# What you need to do:
Print the full listing once more, exactly as given.

# Data provided:
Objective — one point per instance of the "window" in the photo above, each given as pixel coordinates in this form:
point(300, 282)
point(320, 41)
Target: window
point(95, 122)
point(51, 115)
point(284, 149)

# Response to this exercise:
Objective — one point per instance of the "window" in the photo above, each given as pixel coordinates in this form:
point(300, 282)
point(320, 41)
Target: window
point(95, 122)
point(51, 115)
point(284, 149)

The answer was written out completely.